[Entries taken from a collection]

------------------------------------------------------------------------

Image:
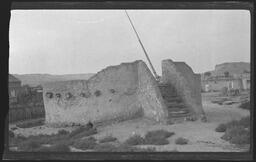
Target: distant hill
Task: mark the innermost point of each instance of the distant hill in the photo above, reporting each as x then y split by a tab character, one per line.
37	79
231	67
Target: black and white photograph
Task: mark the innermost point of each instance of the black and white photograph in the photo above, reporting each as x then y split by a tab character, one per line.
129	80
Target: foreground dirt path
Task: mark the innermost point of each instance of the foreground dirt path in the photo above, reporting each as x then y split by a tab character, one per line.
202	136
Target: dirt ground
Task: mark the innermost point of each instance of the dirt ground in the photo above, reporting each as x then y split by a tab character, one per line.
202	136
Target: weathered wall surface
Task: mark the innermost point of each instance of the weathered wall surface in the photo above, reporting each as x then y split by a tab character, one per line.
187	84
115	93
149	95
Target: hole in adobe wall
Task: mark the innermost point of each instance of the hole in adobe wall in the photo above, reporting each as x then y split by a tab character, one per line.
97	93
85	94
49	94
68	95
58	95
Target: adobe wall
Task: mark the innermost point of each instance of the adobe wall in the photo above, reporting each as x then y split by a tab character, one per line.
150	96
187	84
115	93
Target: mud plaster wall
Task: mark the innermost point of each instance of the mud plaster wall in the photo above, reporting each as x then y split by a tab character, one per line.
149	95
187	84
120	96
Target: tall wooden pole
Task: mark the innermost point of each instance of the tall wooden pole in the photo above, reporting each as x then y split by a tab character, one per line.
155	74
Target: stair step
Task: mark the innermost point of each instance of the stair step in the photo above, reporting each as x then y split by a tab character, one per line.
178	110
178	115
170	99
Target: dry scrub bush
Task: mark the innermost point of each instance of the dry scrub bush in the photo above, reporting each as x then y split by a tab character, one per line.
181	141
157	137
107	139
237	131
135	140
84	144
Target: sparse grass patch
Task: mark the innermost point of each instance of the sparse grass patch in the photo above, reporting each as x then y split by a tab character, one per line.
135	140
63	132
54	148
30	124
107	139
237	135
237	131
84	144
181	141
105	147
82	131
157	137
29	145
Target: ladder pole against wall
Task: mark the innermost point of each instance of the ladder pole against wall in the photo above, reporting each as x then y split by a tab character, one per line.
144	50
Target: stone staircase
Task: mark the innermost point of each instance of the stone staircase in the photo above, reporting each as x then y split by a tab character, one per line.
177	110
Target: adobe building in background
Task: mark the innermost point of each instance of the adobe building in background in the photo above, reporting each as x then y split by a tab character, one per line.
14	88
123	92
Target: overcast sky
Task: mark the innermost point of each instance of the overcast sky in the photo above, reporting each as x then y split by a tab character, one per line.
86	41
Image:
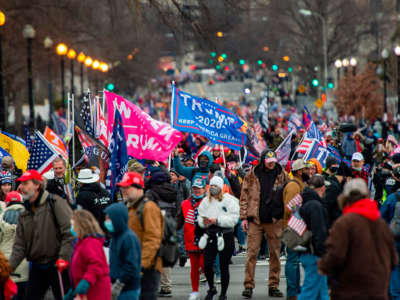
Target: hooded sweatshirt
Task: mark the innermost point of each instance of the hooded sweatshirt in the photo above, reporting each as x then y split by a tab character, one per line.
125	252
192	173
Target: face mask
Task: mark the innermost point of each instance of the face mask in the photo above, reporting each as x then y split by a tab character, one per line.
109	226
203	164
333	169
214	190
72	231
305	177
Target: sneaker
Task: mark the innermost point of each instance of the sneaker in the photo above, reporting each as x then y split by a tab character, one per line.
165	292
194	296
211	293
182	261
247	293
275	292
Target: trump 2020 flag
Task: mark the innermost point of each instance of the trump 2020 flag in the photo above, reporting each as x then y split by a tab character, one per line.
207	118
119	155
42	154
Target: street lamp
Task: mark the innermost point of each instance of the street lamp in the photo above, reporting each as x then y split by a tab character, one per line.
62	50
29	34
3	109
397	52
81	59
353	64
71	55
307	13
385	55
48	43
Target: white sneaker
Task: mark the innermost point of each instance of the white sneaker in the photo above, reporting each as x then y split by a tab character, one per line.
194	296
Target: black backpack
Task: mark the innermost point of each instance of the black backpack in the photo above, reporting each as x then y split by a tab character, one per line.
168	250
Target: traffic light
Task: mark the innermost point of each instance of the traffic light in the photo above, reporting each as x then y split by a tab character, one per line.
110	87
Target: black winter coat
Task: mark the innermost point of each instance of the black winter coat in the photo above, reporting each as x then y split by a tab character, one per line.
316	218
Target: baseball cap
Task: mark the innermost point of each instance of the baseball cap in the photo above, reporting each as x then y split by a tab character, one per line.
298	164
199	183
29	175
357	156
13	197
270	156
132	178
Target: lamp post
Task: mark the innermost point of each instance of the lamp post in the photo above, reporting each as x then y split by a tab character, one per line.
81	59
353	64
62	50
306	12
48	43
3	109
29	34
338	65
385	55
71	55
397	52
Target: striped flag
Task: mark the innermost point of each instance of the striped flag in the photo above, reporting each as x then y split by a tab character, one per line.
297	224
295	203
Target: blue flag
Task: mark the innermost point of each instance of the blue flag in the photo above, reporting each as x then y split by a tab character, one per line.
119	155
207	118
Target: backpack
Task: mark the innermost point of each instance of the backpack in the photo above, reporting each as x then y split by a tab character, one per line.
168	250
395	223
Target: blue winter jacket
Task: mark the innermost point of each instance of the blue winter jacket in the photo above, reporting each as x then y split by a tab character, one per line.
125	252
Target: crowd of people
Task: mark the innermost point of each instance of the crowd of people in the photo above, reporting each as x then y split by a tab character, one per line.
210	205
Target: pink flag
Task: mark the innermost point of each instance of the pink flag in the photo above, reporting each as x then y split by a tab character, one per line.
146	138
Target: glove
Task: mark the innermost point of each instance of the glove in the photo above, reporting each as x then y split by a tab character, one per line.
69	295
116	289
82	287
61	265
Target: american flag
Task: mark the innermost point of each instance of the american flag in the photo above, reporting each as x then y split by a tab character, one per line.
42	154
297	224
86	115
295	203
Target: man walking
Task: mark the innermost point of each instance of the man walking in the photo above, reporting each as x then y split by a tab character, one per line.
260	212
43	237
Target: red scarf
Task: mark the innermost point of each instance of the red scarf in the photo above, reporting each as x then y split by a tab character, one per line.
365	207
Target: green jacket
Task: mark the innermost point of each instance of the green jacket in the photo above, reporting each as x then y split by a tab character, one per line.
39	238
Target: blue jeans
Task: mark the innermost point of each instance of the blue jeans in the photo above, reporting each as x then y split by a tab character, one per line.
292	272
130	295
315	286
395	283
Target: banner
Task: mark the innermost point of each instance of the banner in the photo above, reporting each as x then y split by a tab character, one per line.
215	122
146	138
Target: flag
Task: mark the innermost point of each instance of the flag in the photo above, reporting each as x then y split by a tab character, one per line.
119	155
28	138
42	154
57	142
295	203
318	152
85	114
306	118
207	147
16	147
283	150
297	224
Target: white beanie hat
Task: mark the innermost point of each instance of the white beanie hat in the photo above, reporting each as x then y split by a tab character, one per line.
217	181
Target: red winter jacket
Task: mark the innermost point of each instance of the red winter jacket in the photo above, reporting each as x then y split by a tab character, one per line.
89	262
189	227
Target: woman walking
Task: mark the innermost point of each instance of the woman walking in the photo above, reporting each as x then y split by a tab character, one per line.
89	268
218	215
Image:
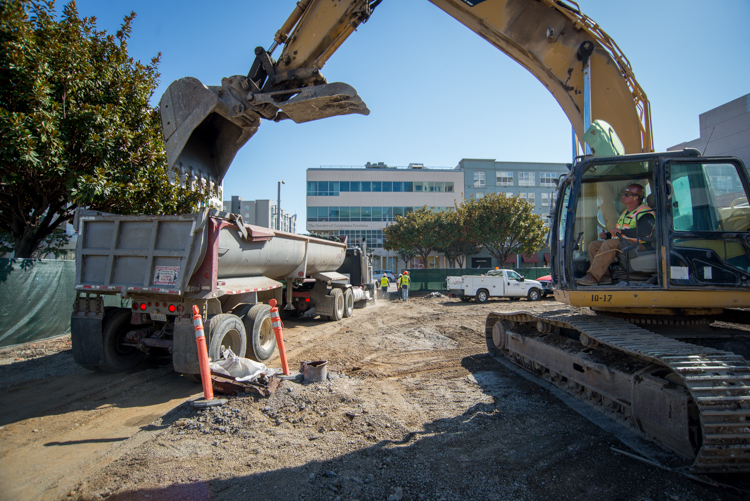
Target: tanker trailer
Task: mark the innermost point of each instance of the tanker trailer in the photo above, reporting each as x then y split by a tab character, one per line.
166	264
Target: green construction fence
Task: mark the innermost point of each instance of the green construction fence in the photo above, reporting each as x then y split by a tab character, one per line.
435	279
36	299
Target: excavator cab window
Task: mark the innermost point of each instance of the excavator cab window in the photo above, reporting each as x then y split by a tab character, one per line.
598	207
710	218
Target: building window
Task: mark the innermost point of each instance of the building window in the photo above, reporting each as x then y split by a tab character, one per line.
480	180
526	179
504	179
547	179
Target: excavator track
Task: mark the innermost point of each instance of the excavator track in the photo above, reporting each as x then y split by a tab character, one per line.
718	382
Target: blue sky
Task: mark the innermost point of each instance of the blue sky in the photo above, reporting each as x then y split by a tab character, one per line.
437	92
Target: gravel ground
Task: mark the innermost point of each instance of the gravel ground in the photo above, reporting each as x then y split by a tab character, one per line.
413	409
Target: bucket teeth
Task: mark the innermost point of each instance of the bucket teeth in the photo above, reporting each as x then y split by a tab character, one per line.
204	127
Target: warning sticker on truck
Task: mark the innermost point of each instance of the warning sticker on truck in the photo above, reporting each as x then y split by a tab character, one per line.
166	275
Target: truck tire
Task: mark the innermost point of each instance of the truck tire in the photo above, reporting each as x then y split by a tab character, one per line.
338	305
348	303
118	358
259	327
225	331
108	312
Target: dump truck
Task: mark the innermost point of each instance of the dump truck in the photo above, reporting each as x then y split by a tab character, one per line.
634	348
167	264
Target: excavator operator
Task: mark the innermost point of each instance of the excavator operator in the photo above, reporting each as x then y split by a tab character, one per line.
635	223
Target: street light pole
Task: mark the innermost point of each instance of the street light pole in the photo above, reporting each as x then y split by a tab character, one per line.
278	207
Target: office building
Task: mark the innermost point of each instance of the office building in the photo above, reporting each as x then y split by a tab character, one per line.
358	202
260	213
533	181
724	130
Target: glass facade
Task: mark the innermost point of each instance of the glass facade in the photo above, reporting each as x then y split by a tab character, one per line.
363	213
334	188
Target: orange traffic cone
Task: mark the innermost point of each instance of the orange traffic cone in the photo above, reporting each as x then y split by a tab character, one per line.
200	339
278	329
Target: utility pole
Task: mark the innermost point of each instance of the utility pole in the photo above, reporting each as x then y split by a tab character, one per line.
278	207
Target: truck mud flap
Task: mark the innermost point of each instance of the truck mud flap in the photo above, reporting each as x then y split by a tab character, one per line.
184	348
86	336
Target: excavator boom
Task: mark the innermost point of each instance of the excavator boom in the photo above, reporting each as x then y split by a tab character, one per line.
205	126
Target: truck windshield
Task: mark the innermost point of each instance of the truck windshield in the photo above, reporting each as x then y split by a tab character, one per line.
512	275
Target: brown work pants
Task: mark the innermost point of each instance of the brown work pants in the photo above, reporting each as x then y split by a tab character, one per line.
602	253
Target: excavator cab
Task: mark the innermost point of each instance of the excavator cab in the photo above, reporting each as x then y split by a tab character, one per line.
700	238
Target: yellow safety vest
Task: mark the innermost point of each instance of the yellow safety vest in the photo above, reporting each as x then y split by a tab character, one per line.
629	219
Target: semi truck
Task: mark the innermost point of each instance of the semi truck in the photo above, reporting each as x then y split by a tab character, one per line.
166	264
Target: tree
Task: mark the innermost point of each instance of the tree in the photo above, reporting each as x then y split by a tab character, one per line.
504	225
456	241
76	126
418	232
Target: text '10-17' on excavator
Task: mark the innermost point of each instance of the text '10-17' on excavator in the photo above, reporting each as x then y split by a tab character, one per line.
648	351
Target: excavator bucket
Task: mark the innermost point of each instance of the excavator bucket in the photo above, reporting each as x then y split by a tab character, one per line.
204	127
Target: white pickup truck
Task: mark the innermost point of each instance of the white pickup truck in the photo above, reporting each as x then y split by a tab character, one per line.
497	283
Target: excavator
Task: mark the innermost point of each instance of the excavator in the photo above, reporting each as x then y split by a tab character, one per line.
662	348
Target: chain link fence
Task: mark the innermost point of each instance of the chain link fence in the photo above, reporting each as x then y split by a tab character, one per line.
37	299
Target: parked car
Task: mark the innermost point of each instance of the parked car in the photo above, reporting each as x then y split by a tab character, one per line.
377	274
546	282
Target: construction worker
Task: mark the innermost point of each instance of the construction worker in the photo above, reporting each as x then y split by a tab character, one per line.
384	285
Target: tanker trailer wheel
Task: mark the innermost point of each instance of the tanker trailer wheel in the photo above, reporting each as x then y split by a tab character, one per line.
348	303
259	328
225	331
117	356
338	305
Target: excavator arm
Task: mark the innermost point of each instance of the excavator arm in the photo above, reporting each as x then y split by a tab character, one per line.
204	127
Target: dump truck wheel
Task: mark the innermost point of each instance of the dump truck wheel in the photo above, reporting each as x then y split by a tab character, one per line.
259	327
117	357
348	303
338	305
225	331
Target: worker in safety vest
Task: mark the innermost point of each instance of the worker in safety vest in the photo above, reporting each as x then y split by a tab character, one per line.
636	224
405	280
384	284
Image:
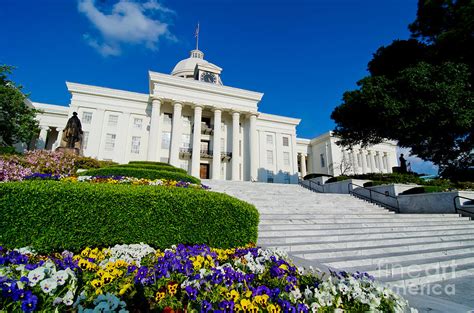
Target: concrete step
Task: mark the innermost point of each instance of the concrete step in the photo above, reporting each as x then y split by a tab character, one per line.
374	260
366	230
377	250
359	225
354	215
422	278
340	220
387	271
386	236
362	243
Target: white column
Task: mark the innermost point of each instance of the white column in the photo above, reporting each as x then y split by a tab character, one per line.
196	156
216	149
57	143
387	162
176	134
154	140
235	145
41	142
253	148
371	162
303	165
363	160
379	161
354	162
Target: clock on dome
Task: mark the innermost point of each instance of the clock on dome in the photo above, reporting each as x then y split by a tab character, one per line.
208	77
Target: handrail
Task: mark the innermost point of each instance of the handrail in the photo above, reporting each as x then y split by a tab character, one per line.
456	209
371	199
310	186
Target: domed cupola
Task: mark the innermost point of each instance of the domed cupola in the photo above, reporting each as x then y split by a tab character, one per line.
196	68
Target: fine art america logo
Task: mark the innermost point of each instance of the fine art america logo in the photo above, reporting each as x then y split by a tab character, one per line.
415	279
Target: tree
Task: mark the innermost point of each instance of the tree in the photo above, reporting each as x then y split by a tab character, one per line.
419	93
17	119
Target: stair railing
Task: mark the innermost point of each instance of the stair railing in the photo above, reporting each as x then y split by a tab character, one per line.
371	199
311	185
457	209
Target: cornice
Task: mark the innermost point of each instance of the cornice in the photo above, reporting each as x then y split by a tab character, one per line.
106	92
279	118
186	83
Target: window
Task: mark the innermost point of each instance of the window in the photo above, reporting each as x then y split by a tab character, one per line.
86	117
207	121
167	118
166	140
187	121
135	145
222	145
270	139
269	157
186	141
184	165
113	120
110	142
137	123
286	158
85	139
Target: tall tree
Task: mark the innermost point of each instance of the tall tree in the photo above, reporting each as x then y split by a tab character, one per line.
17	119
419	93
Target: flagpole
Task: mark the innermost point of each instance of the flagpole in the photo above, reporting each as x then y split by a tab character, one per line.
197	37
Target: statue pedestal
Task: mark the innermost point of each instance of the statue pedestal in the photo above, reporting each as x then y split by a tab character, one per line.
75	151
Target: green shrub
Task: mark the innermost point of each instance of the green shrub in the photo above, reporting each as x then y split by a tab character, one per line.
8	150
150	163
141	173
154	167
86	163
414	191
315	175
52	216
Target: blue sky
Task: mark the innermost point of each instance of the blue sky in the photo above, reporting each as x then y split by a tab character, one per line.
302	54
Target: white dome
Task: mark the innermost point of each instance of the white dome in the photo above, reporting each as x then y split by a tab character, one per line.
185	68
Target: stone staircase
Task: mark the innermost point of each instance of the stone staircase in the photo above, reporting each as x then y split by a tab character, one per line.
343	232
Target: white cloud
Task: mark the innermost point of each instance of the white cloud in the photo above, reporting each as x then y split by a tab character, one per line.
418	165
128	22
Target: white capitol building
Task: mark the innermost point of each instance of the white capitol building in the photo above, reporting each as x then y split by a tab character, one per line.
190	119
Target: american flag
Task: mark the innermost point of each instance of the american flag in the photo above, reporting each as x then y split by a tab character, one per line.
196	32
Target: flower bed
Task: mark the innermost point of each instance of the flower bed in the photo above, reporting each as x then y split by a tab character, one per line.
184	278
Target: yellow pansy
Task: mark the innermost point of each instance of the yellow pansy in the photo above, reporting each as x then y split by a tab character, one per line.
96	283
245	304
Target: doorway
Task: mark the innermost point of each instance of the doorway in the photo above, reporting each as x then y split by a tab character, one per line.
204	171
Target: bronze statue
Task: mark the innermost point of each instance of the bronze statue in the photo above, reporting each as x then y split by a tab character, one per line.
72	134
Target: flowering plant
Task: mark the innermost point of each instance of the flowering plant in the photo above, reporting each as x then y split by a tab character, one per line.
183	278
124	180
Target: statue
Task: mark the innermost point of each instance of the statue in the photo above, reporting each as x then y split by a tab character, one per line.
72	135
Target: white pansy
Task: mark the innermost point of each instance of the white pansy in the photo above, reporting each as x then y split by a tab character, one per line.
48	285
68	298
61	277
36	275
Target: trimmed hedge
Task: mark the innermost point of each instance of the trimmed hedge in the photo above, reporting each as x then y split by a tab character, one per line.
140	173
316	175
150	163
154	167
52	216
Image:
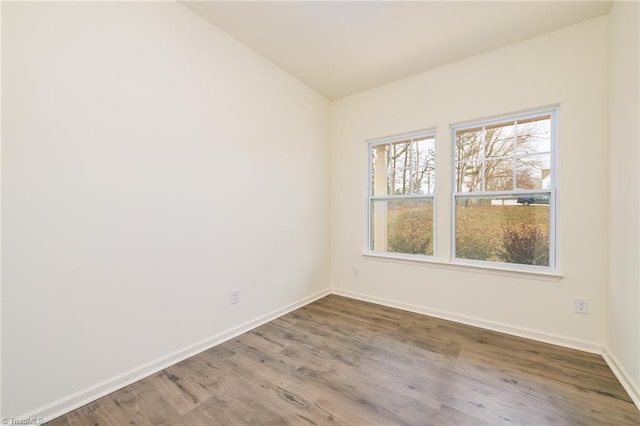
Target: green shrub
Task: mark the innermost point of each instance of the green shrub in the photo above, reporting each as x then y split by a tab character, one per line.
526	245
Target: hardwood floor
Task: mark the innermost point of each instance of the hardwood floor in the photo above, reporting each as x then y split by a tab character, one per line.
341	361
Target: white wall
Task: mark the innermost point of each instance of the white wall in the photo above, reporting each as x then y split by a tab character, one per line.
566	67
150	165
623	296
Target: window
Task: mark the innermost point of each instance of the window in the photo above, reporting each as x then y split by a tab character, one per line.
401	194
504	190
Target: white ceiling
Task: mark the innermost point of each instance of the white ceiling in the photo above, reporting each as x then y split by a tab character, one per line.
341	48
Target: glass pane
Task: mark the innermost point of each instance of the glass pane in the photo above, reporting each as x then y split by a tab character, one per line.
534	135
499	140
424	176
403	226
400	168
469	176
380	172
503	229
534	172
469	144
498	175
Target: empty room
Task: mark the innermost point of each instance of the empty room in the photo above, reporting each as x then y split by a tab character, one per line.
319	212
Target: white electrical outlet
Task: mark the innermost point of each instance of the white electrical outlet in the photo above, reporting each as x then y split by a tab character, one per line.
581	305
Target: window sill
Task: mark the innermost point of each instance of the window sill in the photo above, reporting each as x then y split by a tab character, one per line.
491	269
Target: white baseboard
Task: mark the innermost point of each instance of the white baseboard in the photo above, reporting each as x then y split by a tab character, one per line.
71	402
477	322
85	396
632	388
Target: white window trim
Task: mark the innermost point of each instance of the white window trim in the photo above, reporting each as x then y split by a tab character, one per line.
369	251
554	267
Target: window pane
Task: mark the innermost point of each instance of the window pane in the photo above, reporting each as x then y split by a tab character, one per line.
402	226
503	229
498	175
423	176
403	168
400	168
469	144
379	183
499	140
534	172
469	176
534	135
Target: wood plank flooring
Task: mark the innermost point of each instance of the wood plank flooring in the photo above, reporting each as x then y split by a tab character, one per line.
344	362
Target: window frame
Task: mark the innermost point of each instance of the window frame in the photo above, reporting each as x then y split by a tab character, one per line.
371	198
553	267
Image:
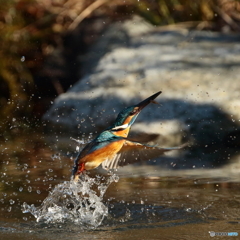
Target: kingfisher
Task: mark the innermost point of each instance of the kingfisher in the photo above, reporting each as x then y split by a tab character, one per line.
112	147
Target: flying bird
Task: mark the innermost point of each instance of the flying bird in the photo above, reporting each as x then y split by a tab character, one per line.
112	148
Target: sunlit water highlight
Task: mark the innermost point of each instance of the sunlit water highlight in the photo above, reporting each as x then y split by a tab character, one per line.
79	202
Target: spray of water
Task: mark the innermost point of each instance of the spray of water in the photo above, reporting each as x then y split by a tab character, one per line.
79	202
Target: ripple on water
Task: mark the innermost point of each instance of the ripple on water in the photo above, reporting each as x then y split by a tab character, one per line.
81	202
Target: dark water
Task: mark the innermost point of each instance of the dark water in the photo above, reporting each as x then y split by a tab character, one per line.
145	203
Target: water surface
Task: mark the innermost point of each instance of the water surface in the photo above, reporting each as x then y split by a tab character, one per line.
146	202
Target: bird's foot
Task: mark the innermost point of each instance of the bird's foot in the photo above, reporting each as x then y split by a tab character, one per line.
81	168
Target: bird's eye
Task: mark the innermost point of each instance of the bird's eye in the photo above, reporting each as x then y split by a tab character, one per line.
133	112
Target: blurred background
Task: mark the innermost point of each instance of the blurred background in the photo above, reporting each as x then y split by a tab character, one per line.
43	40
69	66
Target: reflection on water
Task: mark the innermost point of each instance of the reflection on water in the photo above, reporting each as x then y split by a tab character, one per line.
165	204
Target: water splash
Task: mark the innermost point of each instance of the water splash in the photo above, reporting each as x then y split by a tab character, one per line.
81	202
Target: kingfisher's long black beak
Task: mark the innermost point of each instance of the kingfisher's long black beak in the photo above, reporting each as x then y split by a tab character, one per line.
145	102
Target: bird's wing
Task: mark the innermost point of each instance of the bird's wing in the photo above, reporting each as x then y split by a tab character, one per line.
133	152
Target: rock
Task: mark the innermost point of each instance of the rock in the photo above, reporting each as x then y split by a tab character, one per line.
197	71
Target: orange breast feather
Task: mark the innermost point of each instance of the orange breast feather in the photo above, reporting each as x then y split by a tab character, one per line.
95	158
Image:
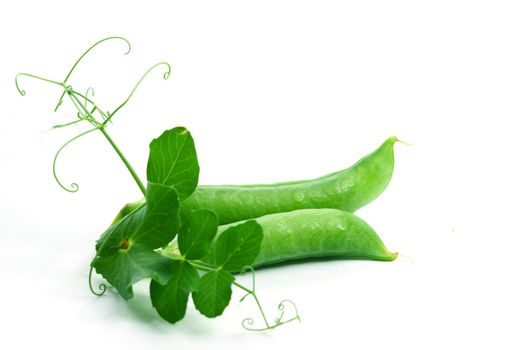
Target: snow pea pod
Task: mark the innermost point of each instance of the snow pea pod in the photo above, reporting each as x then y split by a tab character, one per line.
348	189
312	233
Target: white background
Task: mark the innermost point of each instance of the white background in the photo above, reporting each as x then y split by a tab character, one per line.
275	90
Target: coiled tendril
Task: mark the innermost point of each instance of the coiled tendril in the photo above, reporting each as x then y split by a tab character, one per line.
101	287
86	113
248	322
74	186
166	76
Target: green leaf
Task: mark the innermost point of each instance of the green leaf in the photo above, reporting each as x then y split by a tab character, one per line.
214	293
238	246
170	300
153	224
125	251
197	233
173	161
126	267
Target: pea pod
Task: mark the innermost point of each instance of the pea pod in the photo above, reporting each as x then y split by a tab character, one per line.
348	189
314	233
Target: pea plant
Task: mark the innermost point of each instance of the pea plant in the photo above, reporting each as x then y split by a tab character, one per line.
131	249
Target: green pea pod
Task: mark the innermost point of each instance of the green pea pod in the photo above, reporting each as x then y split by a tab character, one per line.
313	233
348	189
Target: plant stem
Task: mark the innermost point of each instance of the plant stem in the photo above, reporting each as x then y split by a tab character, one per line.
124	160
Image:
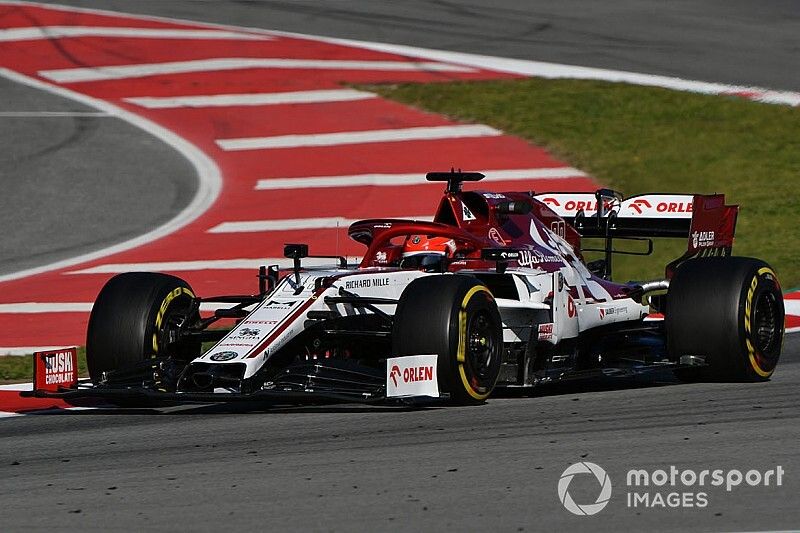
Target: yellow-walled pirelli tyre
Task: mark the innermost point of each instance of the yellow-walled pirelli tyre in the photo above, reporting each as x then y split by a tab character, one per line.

------------------------------------------------------------------------

## Do this
Take the line containing "Target: pea pod" and every line after it up to the end of the entries, and quote them exactly. Both ends count; the pictures do not.

## Final answer
Target: pea pod
Task: mark the innermost point of each instance of the pea pod in the photo above, reporting each as x then y split by a tab character, one per line.
348	189
314	233
Target: pea plant
Task: mark the innermost point of each instance of the pea plant in the photo above, reporting each as x then y split by a tab character, one per line.
131	249
Target: green pea pod
Task: mark the innermost point of each instance of the green pea pod in the photo above, reporting each as x then y split by a tab character, one per line.
313	233
348	189
Target: plant stem
Task: mark the innermost point of each instance of the plant stem in the photo above, reporting each as x then y split by a tab character, one per line.
124	160
Image:
Target: yellow-walled pirelli tyre
Task: mark the innermost point of each instance of the yellow-walled pirelli tyre in the photo above, reporting each as x then y split by a tab character, one per line.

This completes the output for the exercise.